Begin

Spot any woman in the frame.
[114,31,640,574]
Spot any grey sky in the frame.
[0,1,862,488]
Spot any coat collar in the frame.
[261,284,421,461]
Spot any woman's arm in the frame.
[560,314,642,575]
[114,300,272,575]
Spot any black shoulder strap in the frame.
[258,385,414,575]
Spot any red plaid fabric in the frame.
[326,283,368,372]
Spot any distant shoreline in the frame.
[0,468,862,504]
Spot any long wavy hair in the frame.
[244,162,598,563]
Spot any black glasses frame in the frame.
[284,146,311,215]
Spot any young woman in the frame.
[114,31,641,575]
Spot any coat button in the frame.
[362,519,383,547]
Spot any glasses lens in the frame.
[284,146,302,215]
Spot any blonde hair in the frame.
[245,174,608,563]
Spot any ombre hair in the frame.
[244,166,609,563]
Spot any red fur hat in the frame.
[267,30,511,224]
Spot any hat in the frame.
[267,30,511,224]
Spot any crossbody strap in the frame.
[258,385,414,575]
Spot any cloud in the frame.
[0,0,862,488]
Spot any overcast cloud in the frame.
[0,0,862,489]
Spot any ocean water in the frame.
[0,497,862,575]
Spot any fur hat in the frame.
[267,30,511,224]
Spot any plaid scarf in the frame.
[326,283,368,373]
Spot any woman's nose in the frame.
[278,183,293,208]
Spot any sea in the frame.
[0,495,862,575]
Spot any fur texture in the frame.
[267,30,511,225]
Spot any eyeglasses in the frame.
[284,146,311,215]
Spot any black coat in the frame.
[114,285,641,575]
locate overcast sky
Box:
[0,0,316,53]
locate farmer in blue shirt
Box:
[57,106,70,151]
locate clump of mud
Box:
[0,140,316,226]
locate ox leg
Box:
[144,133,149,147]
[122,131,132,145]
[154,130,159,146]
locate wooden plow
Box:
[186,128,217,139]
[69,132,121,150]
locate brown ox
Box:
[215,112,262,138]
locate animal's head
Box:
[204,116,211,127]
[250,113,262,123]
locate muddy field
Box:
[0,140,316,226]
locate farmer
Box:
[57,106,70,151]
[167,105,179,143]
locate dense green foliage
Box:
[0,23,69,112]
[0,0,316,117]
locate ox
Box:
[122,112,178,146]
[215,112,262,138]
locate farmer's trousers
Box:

End

◆ Brief ◆
Copy every row above word for word, in the same order.

◆ Solution below ◆
Spot any woman in the frame.
[114,31,640,574]
Spot any grey sky in the frame.
[0,1,862,488]
Spot any coat collar in the frame.
[261,284,421,461]
Spot any woman's arm in the frame.
[560,314,642,575]
[114,300,272,575]
Spot any black shoulder strap in the frame.
[258,385,414,575]
Spot any red plaid fabric in the frame.
[326,283,368,372]
Spot any distant shoreline in the frame.
[0,468,862,504]
Spot any long wavy hair in the frame.
[244,162,598,563]
Spot any black glasses frame in the frame.
[284,146,311,215]
Spot any young woman in the frame.
[114,31,641,575]
Spot any coat button in the frame.
[362,519,383,547]
Spot any glasses lens in the frame.
[284,146,302,215]
Spot any blonde hair in the frame.
[245,174,608,563]
Spot any ombre hair in the frame.
[244,166,609,563]
Spot any red fur hat in the frame.
[267,30,511,224]
Spot any hat in the frame.
[267,30,511,224]
Spot any crossbody strap in the frame.
[258,385,414,575]
Spot any cloud in the frame.
[0,0,862,488]
Spot any overcast cloud in the frame.
[0,0,862,489]
Spot any ocean water in the frame.
[0,497,862,575]
Spot any fur hat in the frame.
[267,30,511,224]
Spot any plaid scarf in the frame.
[326,283,368,373]
Spot any woman's nose in the frame.
[278,183,293,208]
Spot any sea in the frame.
[0,495,862,575]
Spot any fur texture in the frame.
[267,30,511,225]
Spot any eyeglasses in the frame.
[284,146,311,215]
Spot any black coat in the frame.
[114,285,641,575]
locate overcast sky
Box:
[0,0,316,53]
locate farmer in blue shirt
Box:
[57,106,70,151]
locate clump of mud
Box:
[0,140,316,226]
locate ox leg
Box:
[144,133,149,147]
[122,131,132,145]
[154,130,159,146]
locate wooden plow
Box:
[186,128,217,139]
[69,132,121,150]
locate brown ox
Box:
[215,112,262,138]
locate animal's head
Box:
[204,116,211,127]
[250,113,262,123]
locate muddy field
Box:
[0,140,316,226]
locate farmer
Box:
[57,106,70,151]
[167,105,179,143]
locate dense green foliage
Box:
[0,23,69,112]
[0,0,316,117]
locate ox
Box:
[122,112,178,146]
[215,112,262,138]
locate farmer's trousers
Box:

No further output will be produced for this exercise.